**Texto base:**
***

Conglomerados de Estados-nações compartilhando o futuro, sem hegemonia exploradora por nenhuma das partes, materializam o conceito de Tiānxià(28), associado à civilização e ordem na filosofia chinesa clássica. Tem como objetivo maior na política “a garantia da ordem universal […] e o respeito à noção de soberania dos demais países, uma vez que a harmonia é a condição ontológica para a existência […] e um conceito de um desenvolvimento compartilhado e anti-imperialista” (15, p.23). Esse conceito pode embasar o modelo de relacionamento que perpassa as transações comerciais tanto dos BRICS quanto da BRI.
No caso do primeiro, no entanto, há tensões e diferenças nos embates políticos de países que ainda partilham do comportamento de liderança hegemônica e alianças ocasionais com o imperialismo, com é o caso, respectivamente da Rússia e da Índia. A óbvia centralidade no palco das relações na condução da BRI pela China pode ter o sentido de ser o eixo central de uma grande teia, onde se busca a harmonia e não o domínio(14, p.430-431).
Se já nos encontramos no momento histórico em que podemos pensar para além da configuração dos Estados-nação modernos e buscar uma planetarização é a grande questão que o filósofo da tecnologia, o chinês Yuk Hui, esmiúça em seu mais recente livro, uma “tentativa de busca por um Tractatus Politico-Technologicus” (24).Logo no início de sua introdução, ele se questiona qual seria o papel do pensamento não ocidental nesse processo de planetarização(24, p.6). Embora Hui não defenda explicitamente os modelos do BRICS e da BRI, soa estimulante como projeto político pensarmos hoje, na possibilidade de superação do Estado-nação por conjunturas planetárias alicerçadas nas relações comerciais e na harmonia – uma conjunção entre o universalismo kantiano e a Tiānxià.

***

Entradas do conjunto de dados
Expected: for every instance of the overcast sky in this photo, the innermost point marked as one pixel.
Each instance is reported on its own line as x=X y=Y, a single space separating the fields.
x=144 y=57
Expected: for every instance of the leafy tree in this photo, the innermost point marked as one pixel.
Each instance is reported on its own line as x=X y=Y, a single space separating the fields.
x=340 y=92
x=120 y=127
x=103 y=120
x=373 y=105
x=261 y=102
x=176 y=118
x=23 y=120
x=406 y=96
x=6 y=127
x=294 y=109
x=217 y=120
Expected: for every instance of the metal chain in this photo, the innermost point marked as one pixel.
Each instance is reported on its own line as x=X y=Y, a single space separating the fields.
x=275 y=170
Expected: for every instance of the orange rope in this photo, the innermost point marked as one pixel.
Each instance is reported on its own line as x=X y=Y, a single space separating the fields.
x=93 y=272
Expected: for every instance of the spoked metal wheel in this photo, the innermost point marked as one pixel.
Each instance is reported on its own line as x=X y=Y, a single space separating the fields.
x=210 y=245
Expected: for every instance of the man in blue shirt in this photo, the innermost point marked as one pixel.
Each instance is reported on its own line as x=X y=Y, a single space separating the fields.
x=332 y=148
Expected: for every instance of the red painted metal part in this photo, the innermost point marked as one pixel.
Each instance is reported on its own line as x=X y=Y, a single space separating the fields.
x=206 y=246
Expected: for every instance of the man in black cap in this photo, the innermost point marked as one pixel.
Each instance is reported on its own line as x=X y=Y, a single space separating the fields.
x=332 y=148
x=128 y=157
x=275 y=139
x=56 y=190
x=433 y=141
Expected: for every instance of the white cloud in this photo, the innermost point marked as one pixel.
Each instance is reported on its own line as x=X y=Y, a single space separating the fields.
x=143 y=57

***

**Exercícios propostos:**
1/ Indique se cada afirmação abaixo está de acordo com o texto sobre a Tiānxià, respondendo sim ou não e citando literalmente as palavras do texto que decidem a questão.
(a) A Tiānxià está associada à civilização e à ordem na filosofia chinesa clássica.
(b) Yuk Hui defende explicitamente os modelos do BRICS e da BRI.
(c) Yuk Hui é apresentado como filósofo da tecnologia.
2/ Transcreva fielmente o trecho do texto sobre a Tiānxià que se inicia com as palavras "Conglomerados de Estados-nações" e se encerra com "quanto da BRI.".
3/ Dê continuidade ao texto sobre a Tiānxià, começando logo após a última frase apresentada.

**Respostas por tarefa:**
1/
(a) Sim: "associado à civilização e ordem na filosofia chinesa clássica".
(b) Não: "Embora Hui não defenda explicitamente os modelos do BRICS e da BRI".
(c) Sim: "o filósofo da tecnologia, o chinês Yuk Hui".

2/
Conglomerados de Estados-nações compartilhando o futuro, sem hegemonia exploradora por nenhuma das partes, materializam o conceito de Tiānxià(28), associado à civilização e ordem na filosofia chinesa clássica. Tem como objetivo maior na política “a garantia da ordem universal […] e o respeito à noção de soberania dos demais países, uma vez que a harmonia é a condição ontológica para a existência […] e um conceito de um desenvolvimento compartilhado e anti-imperialista” (15, p.23). Esse conceito pode embasar o modelo de relacionamento que perpassa as transações comerciais tanto dos BRICS quanto da BRI.

3/
Por uma “bioética do encontro” entre Brasil e China
Ao nosso ver, necessitamos de uma agenda ética unificada às duas culturas que, propriamente pela herança sócio-histórica marcadamente distinta, demarque os limites para o emprego das NTS, visando o cuidado e proteção do humano, que é o nosso fundamento comum; a chegada de tecnologias que são apresentadas pelo mercado e ao senso-comum como “sujeitos cognitivos” nos inspira a reunir argumentos que possam reforçar a defesa ético-política dos valores humanos que se pretendem universais(25) (26) (27), quiçá retornando até mesmo ao debate sobre os direitos fundamentais(23).
Surge assim a possibilidade, então, de uma “bioética do encontro” – na linha do conceito de uma abordagem global que avance além das questões biomédicas, na busca do equilíbrio entre a ética ecológica e a dominação econômica(28); com a validação da perspectiva de saúde como direito humano fundamental(29); mas sem pretender abarcar em um acordo programático a totalidade de um conglomerado que soaria utópico no momento atual, mas sim focalizando nas possibilidades reais que teremos nesse “encontro” entre Brasil e China.
No espaço dessa discussão, os encontros de saberes, culturas e visões de futuro: do Marxismo com o Confucionismo, das tecnologias digitais na medicina ocidental com as medicinas tradicionais, o ingresso das NTS que impulsionam o modelo chinês na nascente cultura em formação do SUS-Digital; num ambiente de desenvolvimento econômico e científico que caminhe na complexa diversidade humana, mas voltado para o valor coletivo do comum(30).
Saudamos, assim, a desafiadora possibilidade de desenvolvimento do SUS a partir da cooperação entre esses dois sistemas de saúde de grandes populações, com a integração de práticas com as NTS, através de abordagens ético-filosóficas alicerçadas em sabedorias e culturas milenares – a de origem greco-ocidental que nos conformou e a sabedoria clássica chinesa(31).